Pull out each line of the listing below that contains the word "would", matching case exactly.

Start of RECORDED DATA

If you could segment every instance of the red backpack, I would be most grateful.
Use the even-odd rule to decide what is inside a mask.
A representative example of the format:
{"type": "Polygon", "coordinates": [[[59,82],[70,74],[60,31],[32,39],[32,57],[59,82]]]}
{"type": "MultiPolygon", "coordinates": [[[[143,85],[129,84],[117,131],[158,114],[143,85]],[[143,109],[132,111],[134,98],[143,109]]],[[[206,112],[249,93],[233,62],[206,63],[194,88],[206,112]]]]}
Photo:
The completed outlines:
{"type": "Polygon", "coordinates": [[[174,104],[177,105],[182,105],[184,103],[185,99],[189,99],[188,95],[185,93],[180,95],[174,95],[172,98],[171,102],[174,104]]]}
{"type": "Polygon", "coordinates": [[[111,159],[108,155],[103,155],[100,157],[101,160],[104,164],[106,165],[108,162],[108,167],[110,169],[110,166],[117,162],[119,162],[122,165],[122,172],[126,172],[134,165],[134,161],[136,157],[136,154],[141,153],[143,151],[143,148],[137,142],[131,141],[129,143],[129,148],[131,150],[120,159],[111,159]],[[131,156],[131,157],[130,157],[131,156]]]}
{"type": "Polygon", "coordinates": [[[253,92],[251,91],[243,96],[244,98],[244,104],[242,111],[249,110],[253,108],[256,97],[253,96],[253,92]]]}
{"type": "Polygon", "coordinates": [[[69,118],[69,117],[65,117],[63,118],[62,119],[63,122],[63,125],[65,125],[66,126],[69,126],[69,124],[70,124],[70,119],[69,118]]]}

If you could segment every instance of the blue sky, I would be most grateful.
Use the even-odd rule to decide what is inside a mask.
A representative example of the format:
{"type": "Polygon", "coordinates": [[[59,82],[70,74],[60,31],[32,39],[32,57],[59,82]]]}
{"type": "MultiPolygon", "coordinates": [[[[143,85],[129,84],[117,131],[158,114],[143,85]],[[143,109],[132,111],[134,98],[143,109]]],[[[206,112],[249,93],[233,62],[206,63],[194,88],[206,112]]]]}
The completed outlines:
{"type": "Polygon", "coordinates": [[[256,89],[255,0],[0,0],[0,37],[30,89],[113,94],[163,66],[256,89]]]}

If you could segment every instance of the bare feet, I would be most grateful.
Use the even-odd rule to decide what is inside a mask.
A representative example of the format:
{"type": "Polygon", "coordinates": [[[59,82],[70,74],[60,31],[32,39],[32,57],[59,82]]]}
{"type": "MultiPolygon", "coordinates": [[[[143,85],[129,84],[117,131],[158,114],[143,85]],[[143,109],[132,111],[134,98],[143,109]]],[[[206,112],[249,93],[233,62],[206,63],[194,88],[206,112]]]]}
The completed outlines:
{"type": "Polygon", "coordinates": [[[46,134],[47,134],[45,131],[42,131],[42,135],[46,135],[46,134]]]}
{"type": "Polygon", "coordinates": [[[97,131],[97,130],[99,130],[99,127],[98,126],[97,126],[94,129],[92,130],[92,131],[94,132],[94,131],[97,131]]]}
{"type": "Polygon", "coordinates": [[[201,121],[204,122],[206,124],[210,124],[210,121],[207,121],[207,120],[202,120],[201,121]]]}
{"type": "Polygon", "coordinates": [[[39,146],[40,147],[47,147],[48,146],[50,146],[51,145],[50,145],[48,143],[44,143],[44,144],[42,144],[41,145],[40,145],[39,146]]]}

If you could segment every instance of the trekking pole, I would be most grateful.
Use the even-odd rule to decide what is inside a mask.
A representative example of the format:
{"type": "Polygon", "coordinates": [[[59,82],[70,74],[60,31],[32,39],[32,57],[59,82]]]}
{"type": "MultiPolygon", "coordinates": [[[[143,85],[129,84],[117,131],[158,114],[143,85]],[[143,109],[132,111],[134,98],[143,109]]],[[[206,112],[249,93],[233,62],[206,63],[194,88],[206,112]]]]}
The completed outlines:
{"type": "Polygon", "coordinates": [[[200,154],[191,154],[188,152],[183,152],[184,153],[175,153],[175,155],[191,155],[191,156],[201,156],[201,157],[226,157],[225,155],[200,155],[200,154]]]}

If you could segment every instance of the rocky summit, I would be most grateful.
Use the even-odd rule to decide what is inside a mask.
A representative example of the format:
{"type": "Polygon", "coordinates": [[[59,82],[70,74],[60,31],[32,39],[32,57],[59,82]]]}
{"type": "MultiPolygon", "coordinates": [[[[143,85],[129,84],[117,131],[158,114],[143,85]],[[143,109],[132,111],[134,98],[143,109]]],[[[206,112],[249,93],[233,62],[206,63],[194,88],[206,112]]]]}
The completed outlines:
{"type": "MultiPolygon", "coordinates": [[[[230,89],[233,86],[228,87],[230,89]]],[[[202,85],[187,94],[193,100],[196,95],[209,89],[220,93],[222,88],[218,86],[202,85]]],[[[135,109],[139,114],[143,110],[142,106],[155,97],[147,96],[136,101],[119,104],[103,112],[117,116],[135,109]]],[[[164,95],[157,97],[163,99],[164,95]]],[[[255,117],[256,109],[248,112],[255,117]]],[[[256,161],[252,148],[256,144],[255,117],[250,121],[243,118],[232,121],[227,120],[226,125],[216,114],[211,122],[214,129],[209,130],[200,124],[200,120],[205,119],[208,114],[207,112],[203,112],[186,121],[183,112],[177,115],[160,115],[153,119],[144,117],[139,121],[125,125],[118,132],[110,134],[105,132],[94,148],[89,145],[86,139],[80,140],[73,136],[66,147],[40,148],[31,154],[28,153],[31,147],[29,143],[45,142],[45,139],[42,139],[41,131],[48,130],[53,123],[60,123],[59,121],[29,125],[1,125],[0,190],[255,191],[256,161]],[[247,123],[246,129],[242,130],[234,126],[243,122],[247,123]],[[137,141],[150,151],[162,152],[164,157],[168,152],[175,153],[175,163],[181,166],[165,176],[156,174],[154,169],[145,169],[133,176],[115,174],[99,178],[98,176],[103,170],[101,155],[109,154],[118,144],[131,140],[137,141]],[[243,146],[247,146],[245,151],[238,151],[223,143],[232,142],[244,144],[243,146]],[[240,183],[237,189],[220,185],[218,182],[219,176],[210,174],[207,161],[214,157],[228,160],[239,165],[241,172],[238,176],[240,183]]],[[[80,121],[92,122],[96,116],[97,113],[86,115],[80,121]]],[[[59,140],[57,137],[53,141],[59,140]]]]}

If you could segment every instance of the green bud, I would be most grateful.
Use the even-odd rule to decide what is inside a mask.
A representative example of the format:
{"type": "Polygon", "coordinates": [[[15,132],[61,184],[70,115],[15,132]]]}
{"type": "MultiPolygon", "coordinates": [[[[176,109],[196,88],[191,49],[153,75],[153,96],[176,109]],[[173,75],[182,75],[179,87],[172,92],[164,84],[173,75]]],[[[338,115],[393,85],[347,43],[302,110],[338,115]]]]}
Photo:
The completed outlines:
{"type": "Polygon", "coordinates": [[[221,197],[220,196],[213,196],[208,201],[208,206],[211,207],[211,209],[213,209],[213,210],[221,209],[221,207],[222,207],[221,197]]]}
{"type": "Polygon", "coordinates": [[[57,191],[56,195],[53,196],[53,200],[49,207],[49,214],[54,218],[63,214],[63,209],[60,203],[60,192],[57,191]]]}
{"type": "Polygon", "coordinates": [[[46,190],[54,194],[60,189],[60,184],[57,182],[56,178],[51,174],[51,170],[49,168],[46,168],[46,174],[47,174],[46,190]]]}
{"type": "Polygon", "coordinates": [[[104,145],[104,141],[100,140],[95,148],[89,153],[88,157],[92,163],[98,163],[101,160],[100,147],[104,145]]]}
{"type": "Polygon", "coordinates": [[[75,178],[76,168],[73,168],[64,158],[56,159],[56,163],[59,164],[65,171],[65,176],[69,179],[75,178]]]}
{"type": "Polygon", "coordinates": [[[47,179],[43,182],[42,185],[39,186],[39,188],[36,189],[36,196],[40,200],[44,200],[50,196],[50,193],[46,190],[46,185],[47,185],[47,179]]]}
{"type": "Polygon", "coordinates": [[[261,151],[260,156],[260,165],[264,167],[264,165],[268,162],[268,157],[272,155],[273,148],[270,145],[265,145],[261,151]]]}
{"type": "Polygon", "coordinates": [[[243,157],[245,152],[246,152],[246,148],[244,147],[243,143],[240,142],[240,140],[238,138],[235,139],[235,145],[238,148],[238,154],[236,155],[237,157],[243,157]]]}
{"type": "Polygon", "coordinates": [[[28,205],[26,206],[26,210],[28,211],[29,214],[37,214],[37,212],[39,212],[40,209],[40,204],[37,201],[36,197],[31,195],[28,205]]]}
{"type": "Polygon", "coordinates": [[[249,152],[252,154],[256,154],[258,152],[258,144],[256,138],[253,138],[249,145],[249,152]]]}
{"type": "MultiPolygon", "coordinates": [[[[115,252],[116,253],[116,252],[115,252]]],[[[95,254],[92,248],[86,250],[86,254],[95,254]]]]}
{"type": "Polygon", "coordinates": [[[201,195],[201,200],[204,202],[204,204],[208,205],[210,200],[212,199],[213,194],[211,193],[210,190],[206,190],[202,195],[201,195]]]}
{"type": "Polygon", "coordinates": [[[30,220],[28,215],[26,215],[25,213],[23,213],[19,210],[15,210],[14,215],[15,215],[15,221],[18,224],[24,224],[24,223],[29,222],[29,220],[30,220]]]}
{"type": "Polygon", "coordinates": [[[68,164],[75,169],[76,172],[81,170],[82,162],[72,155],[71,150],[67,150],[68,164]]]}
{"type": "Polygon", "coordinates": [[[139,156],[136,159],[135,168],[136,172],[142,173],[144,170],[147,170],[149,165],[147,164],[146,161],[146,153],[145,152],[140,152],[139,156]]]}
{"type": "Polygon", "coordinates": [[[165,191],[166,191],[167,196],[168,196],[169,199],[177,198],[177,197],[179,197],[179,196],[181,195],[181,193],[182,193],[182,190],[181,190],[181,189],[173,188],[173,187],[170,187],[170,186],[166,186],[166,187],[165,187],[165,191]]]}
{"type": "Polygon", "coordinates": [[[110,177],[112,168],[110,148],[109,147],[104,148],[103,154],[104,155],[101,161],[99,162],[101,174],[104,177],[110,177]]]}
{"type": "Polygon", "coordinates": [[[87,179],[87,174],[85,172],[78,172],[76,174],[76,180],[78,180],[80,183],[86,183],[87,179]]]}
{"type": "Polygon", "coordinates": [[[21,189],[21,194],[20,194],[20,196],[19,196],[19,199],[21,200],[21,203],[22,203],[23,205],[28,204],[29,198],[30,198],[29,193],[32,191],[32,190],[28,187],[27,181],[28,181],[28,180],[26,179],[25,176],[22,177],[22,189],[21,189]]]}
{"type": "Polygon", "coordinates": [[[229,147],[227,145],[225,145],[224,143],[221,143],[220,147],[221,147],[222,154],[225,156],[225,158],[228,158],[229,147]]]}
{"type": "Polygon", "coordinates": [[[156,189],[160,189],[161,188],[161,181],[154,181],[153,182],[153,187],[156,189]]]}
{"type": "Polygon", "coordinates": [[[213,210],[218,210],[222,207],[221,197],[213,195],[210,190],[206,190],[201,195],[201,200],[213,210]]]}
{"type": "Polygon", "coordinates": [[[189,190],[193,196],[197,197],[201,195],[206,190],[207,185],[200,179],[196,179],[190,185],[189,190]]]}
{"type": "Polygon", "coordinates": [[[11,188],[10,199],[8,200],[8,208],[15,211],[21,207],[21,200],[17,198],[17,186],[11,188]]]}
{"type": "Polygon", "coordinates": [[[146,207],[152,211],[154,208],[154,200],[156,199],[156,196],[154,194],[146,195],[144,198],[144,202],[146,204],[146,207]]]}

End of RECORDED DATA

OUTPUT FOR THIS EXERCISE —
If you could segment every instance of the red backpack, I would be most grateful.
If you could segment every instance of the blue sky, I would be most grateful.
If you could segment every instance of the bare feet, I would be most grateful.
If you could segment every instance of the trekking pole, I would be most grateful.
If you could segment every instance of the rocky summit, I would be most grateful.
If you could segment every instance of the green bud, I would be most grateful.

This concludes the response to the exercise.